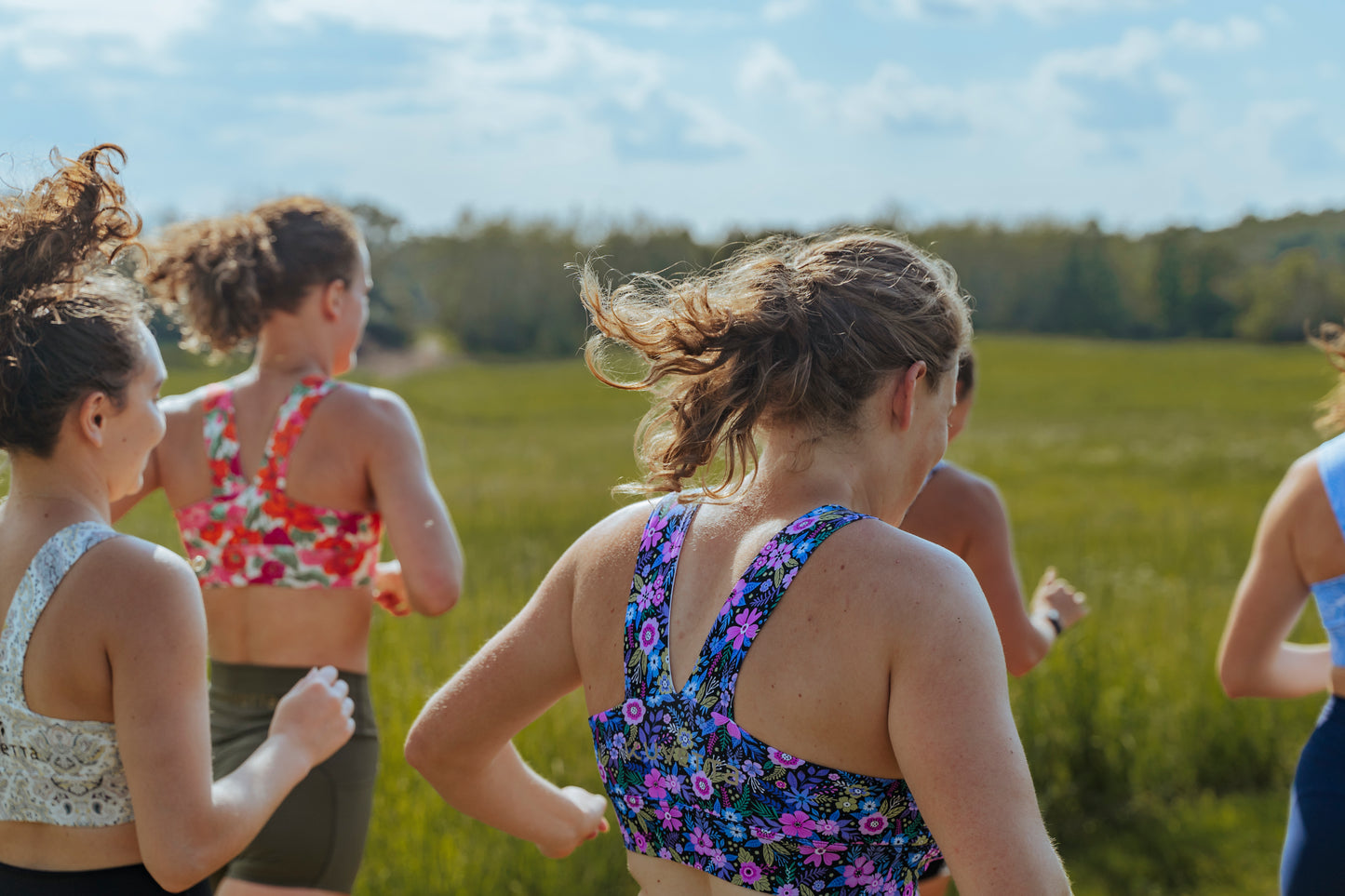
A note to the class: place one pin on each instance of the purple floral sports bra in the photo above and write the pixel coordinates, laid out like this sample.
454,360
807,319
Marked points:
692,786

********

TASK STATEMENT. Restate the whole listing above exactly, please, omitting every image.

YOUR RESPONSE.
A note to the class: place one pin on each instance of the purple floral sports bra in the photo above and write the pixel coordinates, laid out like this sample.
454,360
807,319
Marked points:
692,786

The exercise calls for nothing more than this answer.